■ Text section
With the Ivor Novello Award-winning Tim Rice-Oxley as Keane’s principal songwriter and pianist, Chaplin has had little reason to release his own songs – until now. Keane – also comprising drummer Richard Hughes and bassist Jesse Quin – have been on indefinite hiatus since 2013, after selling over 10 million albums worldwide. Chaplin’s pure, captivating voice was a key element of Keane’s success, as well as Rice-Oxley’s piano pop melodies. The Wave, produced by Matt Hales, is performed by a band of musicians assembled by Chaplin and is musically and lyrically a very introspective body of work.

This introspection is particularly apparent on I Remember You, which is directed at Chaplin himself. The song manages to be the catchiest on the album despite its lyrics about “drowning in the sea/swallowed by the rush of the rising tide”, using a jaunty melody to give a sense of the optimism that ultimately resulted from Chaplin’s struggles. Similarly, the chorus of See It So Clear – a sure-fire sing-along for Chaplin’s UK tour this month – is uplifting and joyful in a song which recalls Chaplin’s emotionally troubled past: “all these happy memories/they have spaces in between.”

However, the soaring Hardened Heart perhaps best encapsulates the story behind the record: “hurting everyone I know/bringing everybody down so low/stuck along a road of sadness/with nowhere to go.” Chaplin sings with such conviction  over a lilting melody about finding hope and happiness that it feels like a cathartic moment for both him and the listener.

■ Entries provided
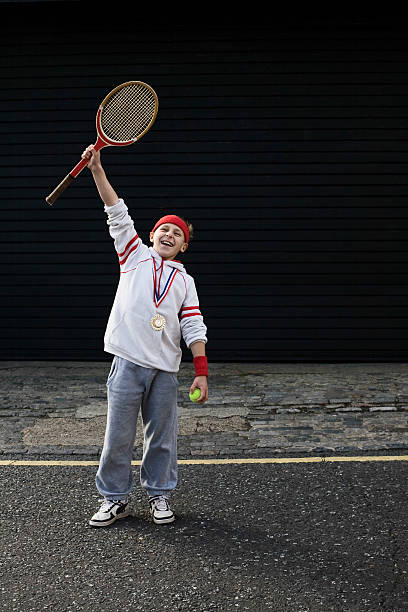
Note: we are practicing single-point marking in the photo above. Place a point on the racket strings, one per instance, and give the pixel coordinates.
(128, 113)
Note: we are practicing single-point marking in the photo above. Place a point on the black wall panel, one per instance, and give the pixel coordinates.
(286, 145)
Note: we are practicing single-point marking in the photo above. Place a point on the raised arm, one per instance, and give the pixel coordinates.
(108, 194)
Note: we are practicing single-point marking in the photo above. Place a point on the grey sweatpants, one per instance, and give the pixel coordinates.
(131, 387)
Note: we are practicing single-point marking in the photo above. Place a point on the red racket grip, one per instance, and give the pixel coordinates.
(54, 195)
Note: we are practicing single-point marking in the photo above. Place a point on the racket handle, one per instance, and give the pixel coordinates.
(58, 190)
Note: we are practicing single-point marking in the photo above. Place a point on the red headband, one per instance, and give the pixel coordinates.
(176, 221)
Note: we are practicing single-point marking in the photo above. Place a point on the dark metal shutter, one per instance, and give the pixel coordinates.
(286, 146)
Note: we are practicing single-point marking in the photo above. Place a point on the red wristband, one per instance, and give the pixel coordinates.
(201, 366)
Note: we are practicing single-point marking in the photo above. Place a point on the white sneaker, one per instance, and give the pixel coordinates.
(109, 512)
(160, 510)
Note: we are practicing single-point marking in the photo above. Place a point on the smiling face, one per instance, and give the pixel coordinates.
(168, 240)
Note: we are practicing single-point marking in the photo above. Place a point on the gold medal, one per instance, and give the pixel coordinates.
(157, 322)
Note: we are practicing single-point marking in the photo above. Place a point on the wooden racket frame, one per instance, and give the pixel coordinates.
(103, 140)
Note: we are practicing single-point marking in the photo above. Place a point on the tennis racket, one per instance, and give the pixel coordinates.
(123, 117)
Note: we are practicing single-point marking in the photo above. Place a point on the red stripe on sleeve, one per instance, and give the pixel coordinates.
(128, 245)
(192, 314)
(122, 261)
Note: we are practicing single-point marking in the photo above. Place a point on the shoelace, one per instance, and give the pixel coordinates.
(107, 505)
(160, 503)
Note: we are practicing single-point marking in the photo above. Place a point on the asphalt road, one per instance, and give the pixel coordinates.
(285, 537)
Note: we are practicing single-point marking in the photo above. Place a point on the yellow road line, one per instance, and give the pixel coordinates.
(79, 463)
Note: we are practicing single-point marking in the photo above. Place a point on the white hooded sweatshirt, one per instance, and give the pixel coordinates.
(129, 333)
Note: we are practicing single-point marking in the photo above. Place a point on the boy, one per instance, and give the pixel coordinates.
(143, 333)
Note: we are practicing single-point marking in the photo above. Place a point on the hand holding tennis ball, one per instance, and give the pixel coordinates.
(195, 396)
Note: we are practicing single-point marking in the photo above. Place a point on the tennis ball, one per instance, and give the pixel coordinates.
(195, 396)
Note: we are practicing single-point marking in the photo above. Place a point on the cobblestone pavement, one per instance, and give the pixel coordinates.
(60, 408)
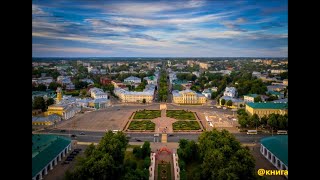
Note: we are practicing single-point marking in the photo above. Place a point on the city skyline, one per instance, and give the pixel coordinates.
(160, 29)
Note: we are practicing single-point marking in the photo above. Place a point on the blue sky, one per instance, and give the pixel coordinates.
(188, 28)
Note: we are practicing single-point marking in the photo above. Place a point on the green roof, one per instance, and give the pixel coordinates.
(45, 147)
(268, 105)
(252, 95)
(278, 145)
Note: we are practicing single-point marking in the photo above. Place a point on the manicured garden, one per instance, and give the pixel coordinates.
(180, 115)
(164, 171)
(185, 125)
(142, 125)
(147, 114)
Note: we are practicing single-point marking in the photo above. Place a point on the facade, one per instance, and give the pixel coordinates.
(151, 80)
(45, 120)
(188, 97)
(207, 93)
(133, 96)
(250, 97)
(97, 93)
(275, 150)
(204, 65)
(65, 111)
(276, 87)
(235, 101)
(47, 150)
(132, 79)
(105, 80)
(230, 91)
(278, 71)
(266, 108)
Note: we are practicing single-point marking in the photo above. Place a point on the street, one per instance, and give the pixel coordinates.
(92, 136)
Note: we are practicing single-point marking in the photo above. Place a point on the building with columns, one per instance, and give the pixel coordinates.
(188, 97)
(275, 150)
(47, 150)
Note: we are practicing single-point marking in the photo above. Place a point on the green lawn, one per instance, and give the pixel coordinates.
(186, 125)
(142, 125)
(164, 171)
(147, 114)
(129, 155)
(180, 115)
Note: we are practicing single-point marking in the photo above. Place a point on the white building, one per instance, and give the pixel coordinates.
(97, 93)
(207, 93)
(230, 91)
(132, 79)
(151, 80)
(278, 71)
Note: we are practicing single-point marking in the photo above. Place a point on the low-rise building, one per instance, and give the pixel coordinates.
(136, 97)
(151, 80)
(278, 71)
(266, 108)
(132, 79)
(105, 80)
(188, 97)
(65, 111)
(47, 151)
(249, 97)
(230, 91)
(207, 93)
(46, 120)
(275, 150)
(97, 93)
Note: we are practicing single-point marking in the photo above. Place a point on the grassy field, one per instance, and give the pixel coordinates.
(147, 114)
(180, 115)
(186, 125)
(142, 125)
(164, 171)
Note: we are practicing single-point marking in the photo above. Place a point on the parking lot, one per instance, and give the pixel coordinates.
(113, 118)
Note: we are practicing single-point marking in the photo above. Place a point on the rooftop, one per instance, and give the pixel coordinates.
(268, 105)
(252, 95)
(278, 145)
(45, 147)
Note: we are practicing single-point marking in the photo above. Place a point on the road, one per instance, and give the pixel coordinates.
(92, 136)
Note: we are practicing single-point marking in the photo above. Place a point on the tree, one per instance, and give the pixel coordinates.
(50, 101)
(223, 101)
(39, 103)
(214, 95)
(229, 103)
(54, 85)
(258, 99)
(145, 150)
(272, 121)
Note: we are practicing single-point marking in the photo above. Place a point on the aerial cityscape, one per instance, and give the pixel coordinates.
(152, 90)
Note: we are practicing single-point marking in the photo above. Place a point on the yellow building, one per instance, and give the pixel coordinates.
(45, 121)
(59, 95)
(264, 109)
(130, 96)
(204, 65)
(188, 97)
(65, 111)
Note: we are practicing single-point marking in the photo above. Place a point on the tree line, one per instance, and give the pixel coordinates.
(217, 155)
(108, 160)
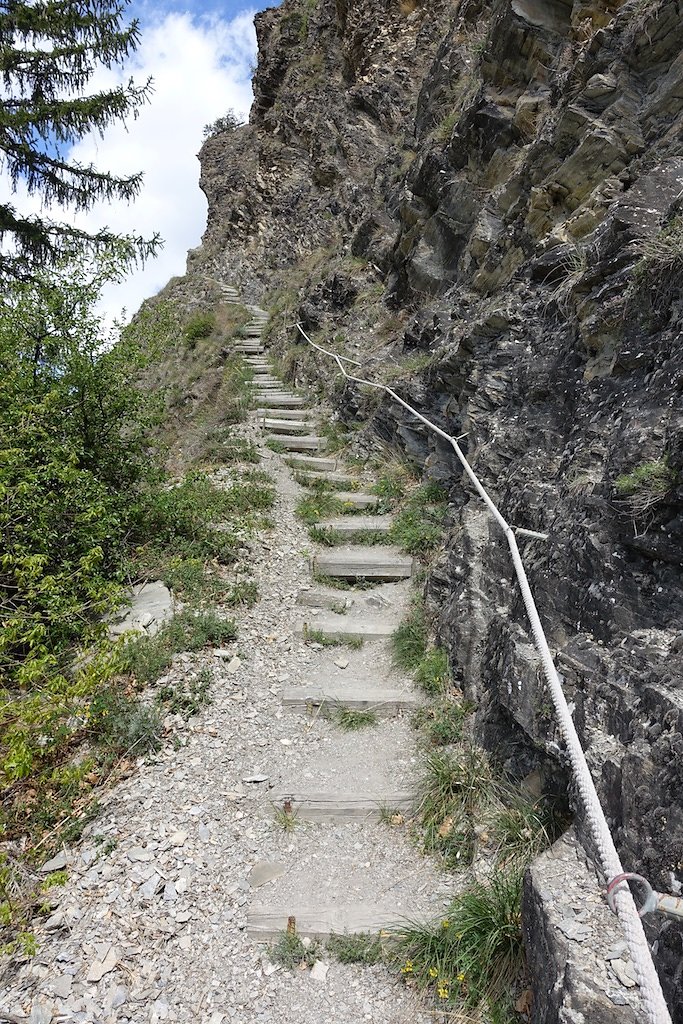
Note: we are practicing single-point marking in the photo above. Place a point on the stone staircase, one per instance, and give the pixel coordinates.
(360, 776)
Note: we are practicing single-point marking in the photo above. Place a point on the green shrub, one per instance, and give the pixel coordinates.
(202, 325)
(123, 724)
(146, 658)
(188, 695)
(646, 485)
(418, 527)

■ Jobs
**a)** Please list each line of the records that contains the string "ball", matching case exactly.
**b)** Continue the album review from the end of its last sentence.
The review and the records were taken from unrelated sources.

■ Final answers
**a)**
Note: we are practicing single-point marking in the photo above. Place a point on the hand holding tennis ball, one per instance, and give the pixel coordinates.
Note: we are practicing single-point marking in the photo above. Place a point on the tennis ball, one per instance, and give the pixel coordinates.

**b)**
Indeed, it’s almost impossible to not admire Chaplin for both his voice and his searing honesty in exploring his problems on this record, which is brimming with personal touches. In an image as part of a set by photographer Derek Hudson accompanying the album, Chaplin’s wife Nat stands at the window of a warmly lit rural home. The song it represents, Solid Gold, is a tender, country-tinged tribute to her devotion. Meanwhile, the McCartney-esque piano ballad Hold On To Our Love offers a glimpse into the strain that Chaplin’s drug problem placed on their relationship, which stretches back to well before Keane found success. After living through the extremes of being the frontman of a globally successful band and the torment of drug and alcohol addiction, the Beatles-infused Quicksand is a warning to his daughter about the pitfalls that come with the glories of life.

The Rifles Band perform on title track The Wave as an homage to a childhood friend of Chaplin’s wife who was killed while serving in Iraq in 2007. It’s an idea with the potential to sound overblown, but instead it imbues the track with a quiet majesty.

The Wave confirms Chaplin as a songwriter of considerable talent as well as one of the most gifted British pop vocalists of his generation. Above all, though, The Wave is a reminder of our potential for rebirth after personal turmoil, and the power of finding strength in vulnerability.

The Wave is released on Island Records on 14th October 2016.